Slam is a 2018 Australian drama film written and directed by Partho Sen-Gupta.

== Plot ==
Ricky Nasser is a young Australian whose peaceful suburban life turns into hell when sister Ameena, a slam poet, disappears without a trace.

==Cast==
- Adam Bakri as Ricky Nasser
- Rachael Blake as Joanne Hendricks
- Rebecca Breeds as Sally McLeary-Nasser
- Darina Al Joundi as Rana Nasser
- Danielle Horvat as Ameena Nasser
- Abby Aziz as Hanan Faour
- Damian Hill as Shane
- Russell Dykstra as Paul Koustakidis
- Annie Byron as Diana
- Nicholas Hope as Pete the Journalist
- David Roberts as Alan McLeary

==Production==
Director Partho Sen-Gupta was inspired to write Slam after his partner, Alana Lentin, suggested that she join him at a slam poetry event in Western Sydney, during a break from filming his 2014 film Sunrise. At the time, Prime Minister Tony Abbott was voicing criticism about Muslim women and the hijab, and there was some hostility towards Muslims in the community. However, Sen-Gupta said that it was " not a social commentary film. It's like Sunrise, a more stylistic piece".

::::::::::

In the text on the film Slam, take the part that opens with "Slam is a 2018" and closes with "without a trace.", and replace "suburban" with "coastal".

::::::::::

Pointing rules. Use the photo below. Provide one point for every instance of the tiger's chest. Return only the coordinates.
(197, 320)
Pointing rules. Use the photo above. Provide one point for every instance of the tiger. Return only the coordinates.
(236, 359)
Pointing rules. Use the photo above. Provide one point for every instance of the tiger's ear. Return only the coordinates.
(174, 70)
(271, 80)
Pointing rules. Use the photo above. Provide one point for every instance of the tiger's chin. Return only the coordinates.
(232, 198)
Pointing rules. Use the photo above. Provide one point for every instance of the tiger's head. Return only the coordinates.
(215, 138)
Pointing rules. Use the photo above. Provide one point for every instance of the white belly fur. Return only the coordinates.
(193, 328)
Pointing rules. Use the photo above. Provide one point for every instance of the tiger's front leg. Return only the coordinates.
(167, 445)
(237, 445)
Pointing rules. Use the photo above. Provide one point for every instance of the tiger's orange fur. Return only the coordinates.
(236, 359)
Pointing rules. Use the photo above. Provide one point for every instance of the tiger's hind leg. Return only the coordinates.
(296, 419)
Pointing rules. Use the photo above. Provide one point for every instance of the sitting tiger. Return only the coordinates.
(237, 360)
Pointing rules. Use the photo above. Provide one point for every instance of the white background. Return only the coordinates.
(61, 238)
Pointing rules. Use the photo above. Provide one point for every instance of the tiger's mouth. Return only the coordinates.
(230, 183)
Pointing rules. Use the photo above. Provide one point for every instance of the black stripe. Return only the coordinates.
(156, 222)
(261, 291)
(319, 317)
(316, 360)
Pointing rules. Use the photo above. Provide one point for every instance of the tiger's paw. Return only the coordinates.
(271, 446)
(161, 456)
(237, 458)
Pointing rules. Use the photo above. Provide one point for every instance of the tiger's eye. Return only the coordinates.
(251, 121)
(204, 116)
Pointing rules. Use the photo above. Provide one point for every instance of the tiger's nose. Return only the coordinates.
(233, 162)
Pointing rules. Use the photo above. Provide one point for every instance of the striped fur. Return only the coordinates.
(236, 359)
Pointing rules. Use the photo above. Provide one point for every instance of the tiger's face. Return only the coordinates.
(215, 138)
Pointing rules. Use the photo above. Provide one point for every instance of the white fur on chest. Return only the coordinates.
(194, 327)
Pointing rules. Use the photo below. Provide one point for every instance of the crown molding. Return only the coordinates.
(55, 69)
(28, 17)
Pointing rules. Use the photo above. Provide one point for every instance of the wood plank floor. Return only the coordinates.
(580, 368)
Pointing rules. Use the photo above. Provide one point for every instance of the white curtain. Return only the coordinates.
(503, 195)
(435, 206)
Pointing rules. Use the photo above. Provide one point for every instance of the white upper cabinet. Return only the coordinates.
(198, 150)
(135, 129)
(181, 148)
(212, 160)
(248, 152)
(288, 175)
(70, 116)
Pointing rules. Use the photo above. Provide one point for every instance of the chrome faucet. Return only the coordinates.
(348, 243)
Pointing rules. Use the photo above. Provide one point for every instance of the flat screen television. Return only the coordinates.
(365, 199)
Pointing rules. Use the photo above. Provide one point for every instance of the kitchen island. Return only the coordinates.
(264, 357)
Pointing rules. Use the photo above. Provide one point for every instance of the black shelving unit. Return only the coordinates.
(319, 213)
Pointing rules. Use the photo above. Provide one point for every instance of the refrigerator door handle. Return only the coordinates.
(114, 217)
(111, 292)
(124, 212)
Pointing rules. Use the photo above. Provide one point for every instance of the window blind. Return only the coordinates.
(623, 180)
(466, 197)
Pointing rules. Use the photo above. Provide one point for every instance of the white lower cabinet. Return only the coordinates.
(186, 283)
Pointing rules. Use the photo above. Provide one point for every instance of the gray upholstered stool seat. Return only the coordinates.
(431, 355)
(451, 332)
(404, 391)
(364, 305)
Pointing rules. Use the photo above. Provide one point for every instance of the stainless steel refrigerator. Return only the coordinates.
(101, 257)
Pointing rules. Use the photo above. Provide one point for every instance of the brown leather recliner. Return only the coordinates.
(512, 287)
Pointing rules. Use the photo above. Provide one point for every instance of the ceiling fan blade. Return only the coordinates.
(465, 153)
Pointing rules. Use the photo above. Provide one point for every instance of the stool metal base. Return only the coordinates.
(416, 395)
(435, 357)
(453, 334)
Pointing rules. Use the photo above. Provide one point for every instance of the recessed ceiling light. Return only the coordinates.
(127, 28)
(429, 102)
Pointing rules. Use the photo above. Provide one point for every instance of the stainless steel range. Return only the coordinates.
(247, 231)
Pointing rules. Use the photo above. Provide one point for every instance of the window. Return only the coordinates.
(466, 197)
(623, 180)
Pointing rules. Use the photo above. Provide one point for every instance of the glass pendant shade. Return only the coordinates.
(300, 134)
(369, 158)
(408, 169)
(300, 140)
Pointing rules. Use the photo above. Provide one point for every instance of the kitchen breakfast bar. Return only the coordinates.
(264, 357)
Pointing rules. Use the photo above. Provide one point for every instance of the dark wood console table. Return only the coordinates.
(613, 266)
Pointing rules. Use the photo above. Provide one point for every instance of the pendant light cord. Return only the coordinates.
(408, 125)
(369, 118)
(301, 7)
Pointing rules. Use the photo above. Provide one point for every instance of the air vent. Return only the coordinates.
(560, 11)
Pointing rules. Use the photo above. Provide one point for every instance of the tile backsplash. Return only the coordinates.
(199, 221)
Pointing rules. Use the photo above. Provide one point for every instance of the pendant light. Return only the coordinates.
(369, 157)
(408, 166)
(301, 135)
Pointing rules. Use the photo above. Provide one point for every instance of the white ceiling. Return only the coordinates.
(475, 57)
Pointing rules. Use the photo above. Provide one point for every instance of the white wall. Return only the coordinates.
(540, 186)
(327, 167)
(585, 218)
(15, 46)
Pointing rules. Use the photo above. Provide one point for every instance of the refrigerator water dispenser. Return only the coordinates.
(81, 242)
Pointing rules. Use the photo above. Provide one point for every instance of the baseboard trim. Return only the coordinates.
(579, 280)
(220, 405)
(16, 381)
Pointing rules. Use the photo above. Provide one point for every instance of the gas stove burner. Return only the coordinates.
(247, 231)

::::::::::

• [Answer area]:
Slam is a 2018 Australian drama film written and directed by Partho Sen-Gupta.

== Plot ==
Ricky Nasser is a young Australian whose peaceful coastal life turns into hell when sister Ameena, a slam poet, disappears without a trace.